WORK ORDER –
In the records below, find the line containing "crust in the photo above."; restate it and every later line word for word, through the last.

Top of THE INPUT

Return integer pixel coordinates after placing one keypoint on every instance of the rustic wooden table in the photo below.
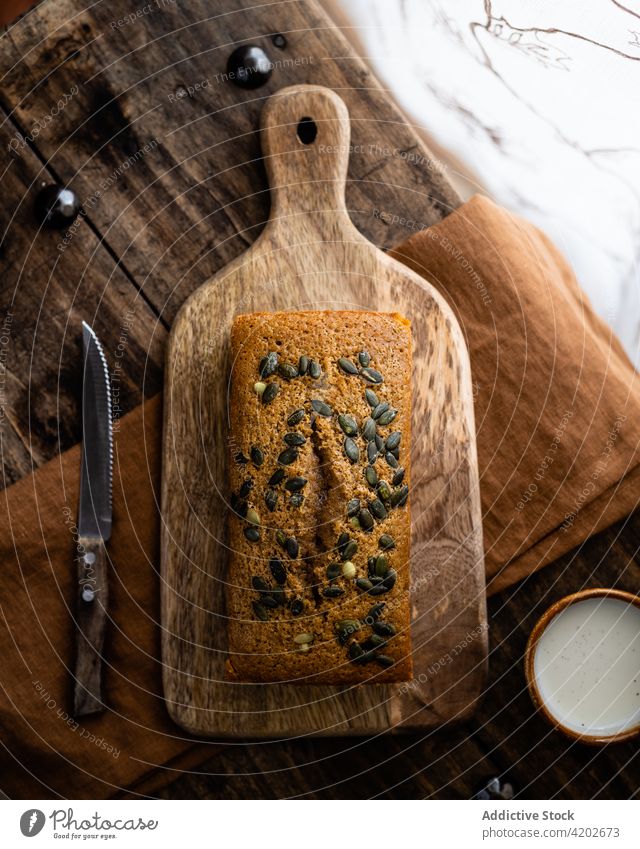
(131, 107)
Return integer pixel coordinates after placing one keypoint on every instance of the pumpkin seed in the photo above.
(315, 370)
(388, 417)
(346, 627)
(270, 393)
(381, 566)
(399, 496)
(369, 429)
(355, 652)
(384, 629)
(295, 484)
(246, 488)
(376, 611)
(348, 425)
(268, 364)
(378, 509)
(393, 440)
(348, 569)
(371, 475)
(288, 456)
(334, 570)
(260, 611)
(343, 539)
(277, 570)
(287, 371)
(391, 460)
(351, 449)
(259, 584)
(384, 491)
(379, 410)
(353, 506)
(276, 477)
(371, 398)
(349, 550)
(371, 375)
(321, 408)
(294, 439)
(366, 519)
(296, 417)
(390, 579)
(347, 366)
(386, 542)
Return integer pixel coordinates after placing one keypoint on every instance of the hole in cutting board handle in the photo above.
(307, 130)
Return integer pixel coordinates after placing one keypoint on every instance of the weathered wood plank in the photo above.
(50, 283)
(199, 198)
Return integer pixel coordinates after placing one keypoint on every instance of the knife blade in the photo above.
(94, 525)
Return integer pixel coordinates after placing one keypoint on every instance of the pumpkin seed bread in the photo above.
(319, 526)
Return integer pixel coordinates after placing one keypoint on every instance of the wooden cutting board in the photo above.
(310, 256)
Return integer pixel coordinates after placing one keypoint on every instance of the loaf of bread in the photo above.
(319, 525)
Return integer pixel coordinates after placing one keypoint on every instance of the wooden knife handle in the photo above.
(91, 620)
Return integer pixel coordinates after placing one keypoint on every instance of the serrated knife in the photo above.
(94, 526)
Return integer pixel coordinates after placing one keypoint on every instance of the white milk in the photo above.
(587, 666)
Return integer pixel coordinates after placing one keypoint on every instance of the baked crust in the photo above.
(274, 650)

Bottom of THE INPUT

OUTPUT FOR THIS TASK –
Return integer pixel coordinates after placing one keypoint on every instance of the baked crust in the photo above.
(274, 650)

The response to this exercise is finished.